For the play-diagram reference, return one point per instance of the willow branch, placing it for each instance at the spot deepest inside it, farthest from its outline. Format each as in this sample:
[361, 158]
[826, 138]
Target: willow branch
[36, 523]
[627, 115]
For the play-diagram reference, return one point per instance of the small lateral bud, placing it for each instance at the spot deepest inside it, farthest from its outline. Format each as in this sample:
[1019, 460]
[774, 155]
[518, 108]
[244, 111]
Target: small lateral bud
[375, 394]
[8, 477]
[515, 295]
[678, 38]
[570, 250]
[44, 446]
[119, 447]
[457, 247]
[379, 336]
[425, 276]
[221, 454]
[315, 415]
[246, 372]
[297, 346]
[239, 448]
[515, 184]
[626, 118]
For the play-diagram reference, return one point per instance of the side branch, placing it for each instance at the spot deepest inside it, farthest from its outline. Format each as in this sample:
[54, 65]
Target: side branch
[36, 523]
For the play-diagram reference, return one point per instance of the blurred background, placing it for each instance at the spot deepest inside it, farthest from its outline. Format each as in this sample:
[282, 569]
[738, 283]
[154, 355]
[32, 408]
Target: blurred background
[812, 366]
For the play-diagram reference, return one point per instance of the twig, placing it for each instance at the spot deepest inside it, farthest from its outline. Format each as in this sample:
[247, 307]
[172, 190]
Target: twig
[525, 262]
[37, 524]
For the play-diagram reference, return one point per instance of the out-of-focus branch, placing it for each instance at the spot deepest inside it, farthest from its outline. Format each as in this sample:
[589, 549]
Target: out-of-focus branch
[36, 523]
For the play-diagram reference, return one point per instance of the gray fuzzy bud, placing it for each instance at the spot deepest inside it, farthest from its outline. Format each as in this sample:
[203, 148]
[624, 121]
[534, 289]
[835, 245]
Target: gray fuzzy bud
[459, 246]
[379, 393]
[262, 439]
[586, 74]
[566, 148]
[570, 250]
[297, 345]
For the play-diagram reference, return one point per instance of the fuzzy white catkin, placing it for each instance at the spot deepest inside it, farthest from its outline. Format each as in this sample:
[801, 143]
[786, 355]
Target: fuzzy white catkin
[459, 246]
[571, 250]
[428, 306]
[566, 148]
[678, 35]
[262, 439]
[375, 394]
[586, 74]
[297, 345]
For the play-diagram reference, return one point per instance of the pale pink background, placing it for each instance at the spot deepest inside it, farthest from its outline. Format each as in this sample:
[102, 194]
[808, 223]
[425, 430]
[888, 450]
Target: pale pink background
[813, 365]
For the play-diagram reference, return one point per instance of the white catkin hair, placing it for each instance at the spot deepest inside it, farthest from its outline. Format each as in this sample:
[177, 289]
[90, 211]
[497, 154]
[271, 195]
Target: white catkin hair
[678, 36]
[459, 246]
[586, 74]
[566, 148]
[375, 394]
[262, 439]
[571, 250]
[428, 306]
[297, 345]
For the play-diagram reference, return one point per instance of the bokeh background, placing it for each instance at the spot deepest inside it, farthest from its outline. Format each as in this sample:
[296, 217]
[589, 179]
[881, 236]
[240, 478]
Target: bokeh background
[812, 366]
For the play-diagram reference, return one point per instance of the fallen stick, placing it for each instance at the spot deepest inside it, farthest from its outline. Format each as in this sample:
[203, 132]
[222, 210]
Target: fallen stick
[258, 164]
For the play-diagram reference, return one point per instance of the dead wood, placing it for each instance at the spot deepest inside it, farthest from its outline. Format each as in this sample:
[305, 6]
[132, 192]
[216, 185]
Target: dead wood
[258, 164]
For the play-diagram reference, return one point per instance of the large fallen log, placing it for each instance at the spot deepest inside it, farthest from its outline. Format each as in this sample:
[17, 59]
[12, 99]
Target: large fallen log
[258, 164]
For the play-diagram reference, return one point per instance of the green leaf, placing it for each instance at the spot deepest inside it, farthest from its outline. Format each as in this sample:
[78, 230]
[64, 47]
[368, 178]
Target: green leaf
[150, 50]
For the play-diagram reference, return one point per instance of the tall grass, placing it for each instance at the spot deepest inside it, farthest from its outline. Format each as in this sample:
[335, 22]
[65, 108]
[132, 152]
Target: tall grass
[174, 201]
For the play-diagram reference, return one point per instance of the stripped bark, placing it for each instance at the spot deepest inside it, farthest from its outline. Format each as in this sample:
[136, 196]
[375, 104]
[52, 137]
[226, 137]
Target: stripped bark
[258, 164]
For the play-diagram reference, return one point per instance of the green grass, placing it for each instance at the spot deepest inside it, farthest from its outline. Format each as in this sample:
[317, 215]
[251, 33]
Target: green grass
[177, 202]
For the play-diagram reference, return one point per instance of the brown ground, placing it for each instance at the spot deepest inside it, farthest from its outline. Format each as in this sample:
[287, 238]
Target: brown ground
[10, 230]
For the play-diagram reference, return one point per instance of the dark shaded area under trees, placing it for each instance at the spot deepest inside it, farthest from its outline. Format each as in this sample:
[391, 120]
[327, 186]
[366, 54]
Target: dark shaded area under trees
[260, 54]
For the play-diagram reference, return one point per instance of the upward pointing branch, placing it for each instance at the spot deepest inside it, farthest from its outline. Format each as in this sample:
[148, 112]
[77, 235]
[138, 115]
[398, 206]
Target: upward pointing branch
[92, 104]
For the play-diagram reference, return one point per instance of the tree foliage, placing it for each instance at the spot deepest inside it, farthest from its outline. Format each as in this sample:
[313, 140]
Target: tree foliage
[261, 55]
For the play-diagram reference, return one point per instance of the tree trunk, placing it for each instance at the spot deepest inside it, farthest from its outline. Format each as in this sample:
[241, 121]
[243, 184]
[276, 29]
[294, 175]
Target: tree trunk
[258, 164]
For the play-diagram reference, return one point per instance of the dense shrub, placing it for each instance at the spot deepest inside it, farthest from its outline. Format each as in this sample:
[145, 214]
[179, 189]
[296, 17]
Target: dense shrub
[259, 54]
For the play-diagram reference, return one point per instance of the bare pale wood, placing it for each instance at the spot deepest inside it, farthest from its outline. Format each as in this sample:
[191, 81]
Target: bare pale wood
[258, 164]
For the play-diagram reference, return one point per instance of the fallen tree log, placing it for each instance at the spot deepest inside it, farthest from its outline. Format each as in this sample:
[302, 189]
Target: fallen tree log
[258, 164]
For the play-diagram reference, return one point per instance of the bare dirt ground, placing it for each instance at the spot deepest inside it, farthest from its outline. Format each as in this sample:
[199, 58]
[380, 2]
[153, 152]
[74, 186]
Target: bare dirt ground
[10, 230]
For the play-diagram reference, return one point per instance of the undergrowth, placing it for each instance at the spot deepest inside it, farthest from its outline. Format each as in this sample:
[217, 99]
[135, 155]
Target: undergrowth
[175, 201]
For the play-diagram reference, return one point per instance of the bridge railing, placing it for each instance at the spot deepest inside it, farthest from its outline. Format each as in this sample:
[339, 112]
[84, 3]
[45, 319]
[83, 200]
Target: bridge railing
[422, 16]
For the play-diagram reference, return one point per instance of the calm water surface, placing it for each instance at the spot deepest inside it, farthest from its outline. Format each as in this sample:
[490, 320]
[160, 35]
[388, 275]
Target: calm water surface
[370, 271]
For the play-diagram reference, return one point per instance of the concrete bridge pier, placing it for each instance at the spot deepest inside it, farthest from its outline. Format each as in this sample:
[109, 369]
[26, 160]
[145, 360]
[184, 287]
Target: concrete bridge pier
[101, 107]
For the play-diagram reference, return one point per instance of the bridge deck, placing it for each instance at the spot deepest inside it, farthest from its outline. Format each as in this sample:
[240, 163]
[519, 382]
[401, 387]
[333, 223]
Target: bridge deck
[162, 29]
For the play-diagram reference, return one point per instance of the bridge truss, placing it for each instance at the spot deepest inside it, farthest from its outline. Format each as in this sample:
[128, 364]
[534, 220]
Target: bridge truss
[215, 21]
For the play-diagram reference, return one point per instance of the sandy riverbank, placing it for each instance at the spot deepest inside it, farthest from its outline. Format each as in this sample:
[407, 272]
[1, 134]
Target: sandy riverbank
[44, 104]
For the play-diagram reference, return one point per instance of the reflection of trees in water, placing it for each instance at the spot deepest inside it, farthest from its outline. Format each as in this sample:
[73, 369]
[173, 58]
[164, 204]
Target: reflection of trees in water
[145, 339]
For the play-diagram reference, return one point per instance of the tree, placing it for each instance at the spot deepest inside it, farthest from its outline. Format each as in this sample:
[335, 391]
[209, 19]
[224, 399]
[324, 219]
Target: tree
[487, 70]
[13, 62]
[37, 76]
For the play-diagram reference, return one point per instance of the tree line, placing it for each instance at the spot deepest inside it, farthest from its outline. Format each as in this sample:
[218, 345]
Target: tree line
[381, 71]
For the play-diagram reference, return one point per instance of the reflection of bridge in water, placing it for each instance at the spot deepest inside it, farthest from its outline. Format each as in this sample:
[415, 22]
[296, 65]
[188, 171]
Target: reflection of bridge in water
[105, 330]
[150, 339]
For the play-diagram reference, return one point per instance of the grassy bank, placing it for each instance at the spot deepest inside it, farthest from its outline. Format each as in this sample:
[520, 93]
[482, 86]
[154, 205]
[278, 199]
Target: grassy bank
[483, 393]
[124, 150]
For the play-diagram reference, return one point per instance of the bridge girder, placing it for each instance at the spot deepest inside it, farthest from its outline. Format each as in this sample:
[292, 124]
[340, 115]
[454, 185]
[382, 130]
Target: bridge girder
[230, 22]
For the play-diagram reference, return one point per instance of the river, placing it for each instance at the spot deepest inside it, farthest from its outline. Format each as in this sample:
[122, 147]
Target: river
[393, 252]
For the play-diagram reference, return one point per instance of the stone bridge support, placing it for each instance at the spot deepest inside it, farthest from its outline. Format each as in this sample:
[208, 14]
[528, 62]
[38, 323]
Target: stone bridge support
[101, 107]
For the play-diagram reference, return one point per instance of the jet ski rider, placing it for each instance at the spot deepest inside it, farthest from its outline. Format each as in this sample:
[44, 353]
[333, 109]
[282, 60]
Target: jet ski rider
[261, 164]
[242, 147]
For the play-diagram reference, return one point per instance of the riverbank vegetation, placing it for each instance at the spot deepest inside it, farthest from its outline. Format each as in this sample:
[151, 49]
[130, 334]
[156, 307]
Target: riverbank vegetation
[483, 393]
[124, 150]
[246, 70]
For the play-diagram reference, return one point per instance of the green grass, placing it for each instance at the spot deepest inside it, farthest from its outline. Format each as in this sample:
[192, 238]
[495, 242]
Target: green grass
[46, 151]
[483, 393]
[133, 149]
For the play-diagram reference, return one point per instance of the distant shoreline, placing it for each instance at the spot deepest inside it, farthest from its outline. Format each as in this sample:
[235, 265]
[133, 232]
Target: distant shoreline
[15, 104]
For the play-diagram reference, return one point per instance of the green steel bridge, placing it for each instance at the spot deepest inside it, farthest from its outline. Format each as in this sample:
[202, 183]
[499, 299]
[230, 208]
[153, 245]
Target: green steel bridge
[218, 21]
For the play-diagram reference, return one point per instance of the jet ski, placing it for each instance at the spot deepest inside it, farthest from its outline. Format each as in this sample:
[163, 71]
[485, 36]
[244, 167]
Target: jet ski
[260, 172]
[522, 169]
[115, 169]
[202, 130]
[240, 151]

* Action item *
Your task is to restate, word for word, only those lines above that fall between the line holding "Target: small lateral bud" and the line holding "of the gray", inclusive.

* Written response *
Target: small lateral bud
[375, 394]
[8, 477]
[515, 295]
[678, 38]
[570, 250]
[44, 446]
[119, 447]
[457, 247]
[379, 336]
[425, 276]
[221, 454]
[315, 415]
[246, 372]
[297, 346]
[239, 448]
[515, 184]
[626, 118]
For the play-diagram reference, return one point per instance of the side branch, placing it for each instance at the spot deepest inside it, farthest from its outline. Format each as in this sample:
[54, 65]
Target: side branch
[36, 523]
For the play-diagram reference, return one point per instance of the blurred background, placing it for each instance at the spot deepest inside it, farthest from its outline. Format each as in this sample:
[282, 569]
[738, 283]
[154, 355]
[32, 408]
Target: blurred background
[812, 366]
For the play-diagram reference, return one point per instance of the twig, placing it for each instance at the spot deepest inside it, farthest from its outline. Format each as in this sample:
[247, 307]
[172, 190]
Target: twig
[525, 262]
[37, 524]
For the play-diagram reference, return one point per instance of the out-of-focus branch, placing it for each instance at the spot deepest inside it, farthest from its outline. Format each as in this sample:
[589, 549]
Target: out-of-focus branch
[36, 523]
For the play-diagram reference, return one point per instance of the gray fuzzy bud, placing it for each instance at the spot deepest inside it, farthest from its outline. Format each as in this sample:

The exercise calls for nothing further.